[Start TEXT PROVIDED]

One of my husband's siblings homeschooled their children. They did it for religious reasons. They're very devout Christians. The children are grown now. They're great kids...hardworking and responsible. The parents made sure they participated in various extracurricular sports to get socialization with other children. Two of the children went to higher education. One child though didn't have the basic writing skills needed to get into college. She had to be tutored for a while to meet the college entrance requirements. Now she's a small business owner.

I might be interested in homeschooling in the future. Not right now though...


----------



## Ikaika

Coffee Amore said:


> jld - I think you may find more homeschoolers or unschoolers on a forum like Mothering.com than here.
> 
> One of my husband's siblings homeschooled their children. They did it for religious reasons. They're very devout Christians. The children are grown now. They're great kids...hardworking and responsible. The parents made sure they participated in various extracurricular sports to get socialization with other children. Two of the children went to higher education. One child though didn't have the basic writing skills needed to get into college. She had to be tutored for a while to meet the college entrance requirements. Now she's a small business owner.

[End TEXT PROVIDED]

** DIRECTIONS **
**1.** Show each line of the listing that contains the string "image", treating uppercase and lowercase as different.
**2.** Supply the next part of the homeschooling post, picking up right after its final sentence.
The homeschooling post and the listing come from unrelated sources.

[Start MATERIAL]

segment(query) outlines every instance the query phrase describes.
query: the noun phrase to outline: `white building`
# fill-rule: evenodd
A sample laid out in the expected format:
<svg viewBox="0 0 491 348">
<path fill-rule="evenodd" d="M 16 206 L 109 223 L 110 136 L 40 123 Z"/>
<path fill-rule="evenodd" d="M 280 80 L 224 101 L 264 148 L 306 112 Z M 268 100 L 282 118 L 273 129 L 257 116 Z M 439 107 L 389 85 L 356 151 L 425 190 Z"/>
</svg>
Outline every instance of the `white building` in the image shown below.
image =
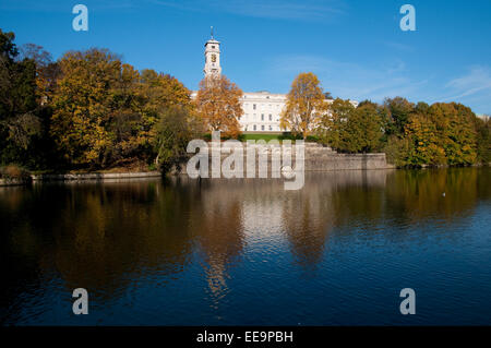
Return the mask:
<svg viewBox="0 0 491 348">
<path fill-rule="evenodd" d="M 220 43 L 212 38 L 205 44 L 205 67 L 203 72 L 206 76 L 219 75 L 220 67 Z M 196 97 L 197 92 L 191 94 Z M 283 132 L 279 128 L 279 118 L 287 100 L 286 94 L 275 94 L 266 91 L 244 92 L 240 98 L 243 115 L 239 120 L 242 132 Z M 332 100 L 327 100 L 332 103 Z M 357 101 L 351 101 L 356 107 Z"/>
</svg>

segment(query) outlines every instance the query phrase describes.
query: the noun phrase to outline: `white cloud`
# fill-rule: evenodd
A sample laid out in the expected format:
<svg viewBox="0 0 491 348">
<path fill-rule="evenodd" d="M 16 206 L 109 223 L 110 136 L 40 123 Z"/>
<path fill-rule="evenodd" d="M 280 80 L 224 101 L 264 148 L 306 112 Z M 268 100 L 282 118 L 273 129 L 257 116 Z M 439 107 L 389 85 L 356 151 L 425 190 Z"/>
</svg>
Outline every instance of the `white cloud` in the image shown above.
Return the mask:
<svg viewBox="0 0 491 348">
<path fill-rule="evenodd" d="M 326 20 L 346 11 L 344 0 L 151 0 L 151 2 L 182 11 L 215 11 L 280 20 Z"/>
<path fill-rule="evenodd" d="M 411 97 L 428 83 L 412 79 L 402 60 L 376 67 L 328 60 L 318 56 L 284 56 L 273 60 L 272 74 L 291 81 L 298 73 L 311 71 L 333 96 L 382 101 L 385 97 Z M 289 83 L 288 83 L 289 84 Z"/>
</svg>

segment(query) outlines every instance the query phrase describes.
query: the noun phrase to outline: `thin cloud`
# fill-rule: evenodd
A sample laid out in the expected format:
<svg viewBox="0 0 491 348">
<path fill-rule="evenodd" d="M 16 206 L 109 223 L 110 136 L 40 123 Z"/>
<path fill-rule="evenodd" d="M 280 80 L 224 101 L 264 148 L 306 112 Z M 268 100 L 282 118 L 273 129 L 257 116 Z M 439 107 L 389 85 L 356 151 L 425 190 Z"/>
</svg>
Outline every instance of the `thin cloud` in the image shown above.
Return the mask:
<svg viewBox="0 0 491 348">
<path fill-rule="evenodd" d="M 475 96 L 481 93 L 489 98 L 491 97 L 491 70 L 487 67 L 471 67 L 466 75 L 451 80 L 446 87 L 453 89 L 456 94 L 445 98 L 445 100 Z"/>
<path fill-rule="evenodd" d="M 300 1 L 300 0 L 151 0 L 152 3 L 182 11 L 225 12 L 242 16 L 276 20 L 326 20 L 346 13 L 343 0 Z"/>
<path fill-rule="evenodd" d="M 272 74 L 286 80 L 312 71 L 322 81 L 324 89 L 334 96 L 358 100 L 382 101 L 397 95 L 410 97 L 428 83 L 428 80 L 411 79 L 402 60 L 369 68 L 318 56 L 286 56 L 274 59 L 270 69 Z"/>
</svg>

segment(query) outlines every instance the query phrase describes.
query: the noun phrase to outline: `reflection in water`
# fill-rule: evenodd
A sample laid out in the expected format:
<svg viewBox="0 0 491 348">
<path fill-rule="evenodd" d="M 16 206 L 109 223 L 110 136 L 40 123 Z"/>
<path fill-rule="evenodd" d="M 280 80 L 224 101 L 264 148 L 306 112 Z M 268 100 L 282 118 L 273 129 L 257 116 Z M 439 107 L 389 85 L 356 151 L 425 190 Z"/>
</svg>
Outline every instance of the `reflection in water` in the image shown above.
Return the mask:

[End MATERIAL]

** REPLIES **
**1.**
Outline every instance of the `white building` in the image shown below.
image =
Outline every instance of the `white cloud` in the image shown above.
Outline every instance of the `thin cloud` in the image shown above.
Outline every instance of the `reflection in water` in the image shown above.

**2.**
> 
> I might be interested in homeschooling in the future. Not right now though...


My wife told me the furloughs were not as much as I remember? Do you remember? Anyway. I still remember doing some homeschooling during the off day.


----------



## Coffee Amore

drerio said:


> My wife told me the furloughs were not as much as I remember? Do you remember? Anyway. I still remember doing some homeschooling during the off day.


I think your wife is right. 

Your tagteaming comment reminded me of people who homeschool even though they both work outisde the home. I came across a guidebook once for parents who homeschool that way.


----------



## SolidSnake

SlowlyGettingWiser said:


> EXACTLY the same reasons I chose to homeschool! Great minds think alike!
> 
> I will add that Rose-Hulman Institute of Technology does NOT accept homeschoolers because they have found over time that they are usually not well-prepared enough in the laboratory sciences and in mathematics compared to students from the upper-echelon brick and mortar schools. I knew that my child would NOT be interested in Math or Science, but it just reinforced my belief that, although I'm very smart, I have NO BUSINESS teaching her subjects that I am not well-versed in myself.
> 
> If your child has his/her heart set on a particular school(s), you should, of course, look at their admissions page to insure they accept homeschoolers. Rose-Hulman was the only one I found in the Midwest that did not. (I did not do an exhaustive search though.)


I had not considered the laboratory sciences aspect, and you make a good point about that being harder to replicate at home. That is something we would have to address, provided that we are able to homeschool.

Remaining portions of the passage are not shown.